- [Requirement A] According to the passage on labor and police terror, for how many days did the TWU Local 100 subway and bus workers strike in December 2005?

- [Quoted passage]
^^^^
Anger over cop terror does need an organized expression—one that can weld the anger of the inner city with the social power of the multiracial working class. New York City got a taste of that power in December 2005, when subway and bus workers in Transport Workers Union (TWU) Local 100 struck for three days in defiance of the state Taylor Law, which bans public workers strikes, and crippled the finance capital of the U.S. A labor-centered protest against police terror would give the cops pause. More importantly, it would serve to imbue the working class with the understanding that its interests are inseparably linked to the fight for black freedom, which requires the overthrow of the capitalist system through proletarian revolution.

At a Partisan Defense Committee fund-raiser for class-war prisoners held the day after the Fifth Avenue protest, Tom Cowperthwaite, a spokesman for the Labor Black League for Social Defense and a member of TWU Local 100, pointed out: “A lot of New Yorkers know that what happened to Sean Bell and Timur Person could happen to any one of them. They’ve been to plenty of marches like the one yesterday. Many realize that union protest and strike action by unions like TWU Local 100, the Teamsters, ATU [transit workers], DC 37 [city workers], 32-BJ [building service workers] and 1199SEIU [health care workers] would pack more punch than any such pro-Democratic Party rallies.” Sean Bell’s mother is herself an SEIU member and his father is a retired Local 100 member.

Cowperthwaite held up a sign he carried that was warmly received by marchers: “When Our Union Was on Strike They Called Us ‘Thugs’—But the Thugs Are the Racist Cops in Blue.” He said, “It’s going to take political struggle within the unions to forge a class-struggle leadership that will break with the Democrats and all capitalist parties, that will defy strikebreaking laws like the Taylor Law, that will link the power of labor to the just rage and aspirations of the ghettos and barrios.”
^^^^
- [Stored records]
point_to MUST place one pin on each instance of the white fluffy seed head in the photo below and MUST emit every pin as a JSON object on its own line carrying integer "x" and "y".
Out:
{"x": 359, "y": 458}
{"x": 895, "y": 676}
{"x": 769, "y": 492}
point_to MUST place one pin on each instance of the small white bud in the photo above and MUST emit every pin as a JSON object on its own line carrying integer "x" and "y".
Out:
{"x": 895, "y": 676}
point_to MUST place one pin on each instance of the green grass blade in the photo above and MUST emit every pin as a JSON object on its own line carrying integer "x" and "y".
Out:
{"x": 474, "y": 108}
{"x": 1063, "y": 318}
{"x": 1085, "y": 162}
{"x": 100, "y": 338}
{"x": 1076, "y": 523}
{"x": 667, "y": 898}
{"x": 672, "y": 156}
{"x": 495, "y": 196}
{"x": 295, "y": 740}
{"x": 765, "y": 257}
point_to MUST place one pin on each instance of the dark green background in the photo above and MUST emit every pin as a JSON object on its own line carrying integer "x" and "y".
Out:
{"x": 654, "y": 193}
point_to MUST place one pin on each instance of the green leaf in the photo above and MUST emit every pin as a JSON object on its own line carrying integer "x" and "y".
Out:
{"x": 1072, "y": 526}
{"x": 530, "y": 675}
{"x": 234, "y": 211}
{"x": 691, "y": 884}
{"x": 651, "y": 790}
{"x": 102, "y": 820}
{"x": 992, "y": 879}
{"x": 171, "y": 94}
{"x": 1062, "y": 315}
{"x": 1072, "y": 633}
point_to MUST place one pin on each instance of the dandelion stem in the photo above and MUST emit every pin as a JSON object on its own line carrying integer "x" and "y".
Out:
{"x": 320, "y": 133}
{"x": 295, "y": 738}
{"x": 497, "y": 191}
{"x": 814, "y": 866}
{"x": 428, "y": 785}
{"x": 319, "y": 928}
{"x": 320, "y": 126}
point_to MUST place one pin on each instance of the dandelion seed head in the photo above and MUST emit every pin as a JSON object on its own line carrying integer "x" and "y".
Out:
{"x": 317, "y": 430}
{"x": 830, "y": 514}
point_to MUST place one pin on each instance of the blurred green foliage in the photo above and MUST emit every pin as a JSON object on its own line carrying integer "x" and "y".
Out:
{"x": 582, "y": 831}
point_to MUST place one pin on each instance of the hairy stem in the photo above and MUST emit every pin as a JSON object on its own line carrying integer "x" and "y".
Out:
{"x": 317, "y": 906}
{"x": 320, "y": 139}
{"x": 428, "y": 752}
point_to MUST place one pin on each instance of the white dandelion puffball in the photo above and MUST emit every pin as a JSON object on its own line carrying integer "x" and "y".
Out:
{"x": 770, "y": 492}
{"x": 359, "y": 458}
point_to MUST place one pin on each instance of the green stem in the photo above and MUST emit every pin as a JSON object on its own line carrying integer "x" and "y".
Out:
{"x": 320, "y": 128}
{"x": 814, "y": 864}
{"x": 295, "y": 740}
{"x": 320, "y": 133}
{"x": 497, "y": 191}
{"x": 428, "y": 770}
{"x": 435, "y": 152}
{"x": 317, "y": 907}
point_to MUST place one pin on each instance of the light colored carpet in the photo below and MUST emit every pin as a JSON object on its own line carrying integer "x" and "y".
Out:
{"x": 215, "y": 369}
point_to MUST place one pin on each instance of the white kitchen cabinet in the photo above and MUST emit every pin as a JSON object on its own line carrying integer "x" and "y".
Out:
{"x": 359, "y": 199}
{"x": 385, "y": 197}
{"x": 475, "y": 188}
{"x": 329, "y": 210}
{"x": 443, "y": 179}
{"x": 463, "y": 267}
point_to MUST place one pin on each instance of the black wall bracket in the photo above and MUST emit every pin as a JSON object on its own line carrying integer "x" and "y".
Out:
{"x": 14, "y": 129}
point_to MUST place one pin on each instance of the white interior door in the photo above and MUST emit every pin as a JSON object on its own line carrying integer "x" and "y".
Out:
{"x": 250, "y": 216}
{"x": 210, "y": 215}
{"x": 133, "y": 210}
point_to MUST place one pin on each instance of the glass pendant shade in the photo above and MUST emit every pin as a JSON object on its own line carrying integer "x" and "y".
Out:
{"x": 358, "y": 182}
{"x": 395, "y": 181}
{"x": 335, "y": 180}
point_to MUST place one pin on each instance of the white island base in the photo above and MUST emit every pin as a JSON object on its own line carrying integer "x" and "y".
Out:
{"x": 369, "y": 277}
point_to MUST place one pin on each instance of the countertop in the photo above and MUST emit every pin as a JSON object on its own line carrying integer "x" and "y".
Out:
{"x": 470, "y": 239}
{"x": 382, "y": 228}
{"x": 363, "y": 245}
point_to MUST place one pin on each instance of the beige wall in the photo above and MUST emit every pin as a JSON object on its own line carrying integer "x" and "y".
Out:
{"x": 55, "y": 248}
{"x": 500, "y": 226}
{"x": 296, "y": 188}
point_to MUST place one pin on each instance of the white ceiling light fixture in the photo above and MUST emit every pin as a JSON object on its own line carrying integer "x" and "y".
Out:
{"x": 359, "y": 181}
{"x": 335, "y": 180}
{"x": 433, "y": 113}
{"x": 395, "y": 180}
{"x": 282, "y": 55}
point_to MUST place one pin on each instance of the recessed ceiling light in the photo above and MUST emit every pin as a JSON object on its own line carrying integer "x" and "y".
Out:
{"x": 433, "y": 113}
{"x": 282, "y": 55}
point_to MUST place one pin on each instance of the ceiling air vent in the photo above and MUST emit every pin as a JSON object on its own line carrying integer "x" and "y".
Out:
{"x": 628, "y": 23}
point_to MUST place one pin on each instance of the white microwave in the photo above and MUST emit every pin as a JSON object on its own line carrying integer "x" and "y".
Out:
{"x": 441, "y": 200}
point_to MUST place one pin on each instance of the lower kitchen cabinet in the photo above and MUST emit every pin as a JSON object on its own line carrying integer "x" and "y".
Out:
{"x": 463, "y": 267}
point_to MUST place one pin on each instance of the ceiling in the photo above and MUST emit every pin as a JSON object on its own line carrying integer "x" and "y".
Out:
^^^^
- [Requirement B] Count the lines of the records above that contain the word "white", and give only the number.

- [Complete response A] Three days.

- [Complete response B] 8